## Action item
Look through the data below and output, unchanged, every line from the one holding "Target: wheat field" through the one holding "Target: white ice rink", inclusive. Skip the pictures.

## Data under study
★ ★ ★
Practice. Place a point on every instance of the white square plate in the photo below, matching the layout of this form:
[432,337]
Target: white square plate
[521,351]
★ ★ ★
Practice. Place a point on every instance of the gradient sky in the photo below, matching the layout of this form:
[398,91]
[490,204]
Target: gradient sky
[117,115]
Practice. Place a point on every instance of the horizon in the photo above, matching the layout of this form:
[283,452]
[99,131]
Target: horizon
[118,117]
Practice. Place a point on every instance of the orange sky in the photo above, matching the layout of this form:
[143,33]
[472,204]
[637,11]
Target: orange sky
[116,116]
★ ★ ★
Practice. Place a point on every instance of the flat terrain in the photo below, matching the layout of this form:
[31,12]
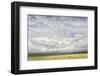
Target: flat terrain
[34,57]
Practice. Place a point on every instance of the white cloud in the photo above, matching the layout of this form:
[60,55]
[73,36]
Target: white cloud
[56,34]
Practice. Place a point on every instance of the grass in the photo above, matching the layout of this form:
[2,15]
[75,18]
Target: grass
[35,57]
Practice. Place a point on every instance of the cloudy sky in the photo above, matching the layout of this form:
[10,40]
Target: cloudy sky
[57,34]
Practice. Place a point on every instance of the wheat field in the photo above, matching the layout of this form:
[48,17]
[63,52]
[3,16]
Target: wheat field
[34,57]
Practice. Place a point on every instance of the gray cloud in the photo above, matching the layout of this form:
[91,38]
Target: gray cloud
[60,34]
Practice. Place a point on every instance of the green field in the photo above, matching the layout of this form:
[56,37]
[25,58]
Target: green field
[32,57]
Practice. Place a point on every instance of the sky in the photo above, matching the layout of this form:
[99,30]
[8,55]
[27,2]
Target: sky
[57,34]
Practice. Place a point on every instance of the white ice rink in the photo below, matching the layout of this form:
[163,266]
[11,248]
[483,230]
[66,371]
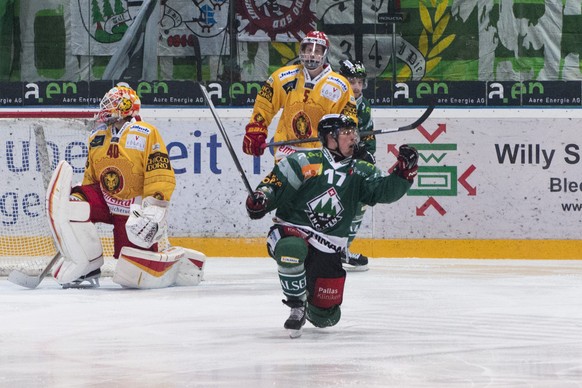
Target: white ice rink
★ ★ ★
## Result of the exercise
Target: wheat field
[34,57]
Practice. Place a point on every instance of the gray cloud in the photo above, matching the layout of this form:
[91,38]
Target: gray cloud
[60,34]
Practice. Place a point on every instance of the green field in the photo above, matching the layout of this form:
[56,37]
[25,58]
Target: green field
[32,57]
Practice. Place a point on every instance of the sky in the photo above, matching the layout of this form:
[99,30]
[8,55]
[27,2]
Target: sky
[57,34]
Practice. Place a point on every instance of the white ice rink in the photo below, matching the layout of this form:
[163,266]
[11,248]
[483,230]
[66,371]
Target: white ice rink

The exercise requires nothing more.